What to do »
1. In the football commentary, which player made the interception by reading Robert Griffin III's eyes?
2. Duplicate the part of the football commentary starting with "The two-man-routes they" and going on through "went anywhere else.".

BEGIN Source passage

The reality is that when you watch his tapes, you don't come away with the "wow" factor about McCown -- even if his numbers are impressive. What you do come away with is the idea that he and Trestman have put in so much work scheming things up that they are one step ahead of what is happening on defense.
The throws are the easy part.
3. One of the things that stood out from the Seahawks-49ers game was the problems Patrick Willis had in coverage. He was beat for a 29-yard gain in man coverage by rookie tight end Luke Willson in the second quarter. And then he was sucked in on a play-fake and did a poor job on Willson's 39-yard catch and run for a touchdown. Safety Eric Reid also did a poor job on that play, but Willis didn't get enough depth to make it a tougher throw for Russell Wilson. Willis is a good linebacker, but as I wrote when I did my breakdown with Falcons quarterback Matt Ryan this summer, teams think he can struggle at times in coverage.
4. It's so easy to blame everything that is wrong with the Redskins on Robert Griffin III. Does he have some blame? You bet. He has not grown as much as anticipated as a passer. But he is not alone in why he has struggled.
Pull any Redskins tape out from this season and you will find an offense that isn't good up front, lacks receivers who win consistently and is simplistic in how it is run. Some of that was because the Redskins felt they had to give RG3 a chance to grow into being an NFL passer, which is why they ran the read-option last season. I don't see much progress. Even when he had time last week against the Chiefs, he didn't have many open receivers.
The two-man-routes they used at times didn't help either. RG3 did his part, too. He moved out of the pocket too fast at times. He held the ball. And on an interception by Derrick Johnson he locked onto the slanting Pierre Garcon and Johnson made an easy play by reading his eyes, which never went anywhere else.

END Source passage
BEGIN Dataset entries

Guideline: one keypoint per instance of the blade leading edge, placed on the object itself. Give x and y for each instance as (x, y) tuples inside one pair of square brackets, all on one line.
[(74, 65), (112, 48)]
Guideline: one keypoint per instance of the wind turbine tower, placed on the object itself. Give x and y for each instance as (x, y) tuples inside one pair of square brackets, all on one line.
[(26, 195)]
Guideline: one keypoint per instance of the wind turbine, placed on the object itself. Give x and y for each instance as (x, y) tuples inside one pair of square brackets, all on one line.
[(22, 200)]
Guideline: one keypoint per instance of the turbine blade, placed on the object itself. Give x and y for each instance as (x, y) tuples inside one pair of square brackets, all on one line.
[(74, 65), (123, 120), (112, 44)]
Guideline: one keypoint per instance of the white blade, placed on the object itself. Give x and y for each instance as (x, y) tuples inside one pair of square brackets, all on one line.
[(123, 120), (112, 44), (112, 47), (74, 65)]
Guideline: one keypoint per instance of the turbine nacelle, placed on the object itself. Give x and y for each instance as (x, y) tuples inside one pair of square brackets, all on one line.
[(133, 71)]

END Dataset entries

Exercise answers »
1. Derrick Johnson

2.
The two-man-routes they used at times didn't help either. RG3 did his part, too. He moved out of the pocket too fast at times. He held the ball. And on an interception by Derrick Johnson he locked onto the slanting Pierre Garcon and Johnson made an easy play by reading his eyes, which never went anywhere else.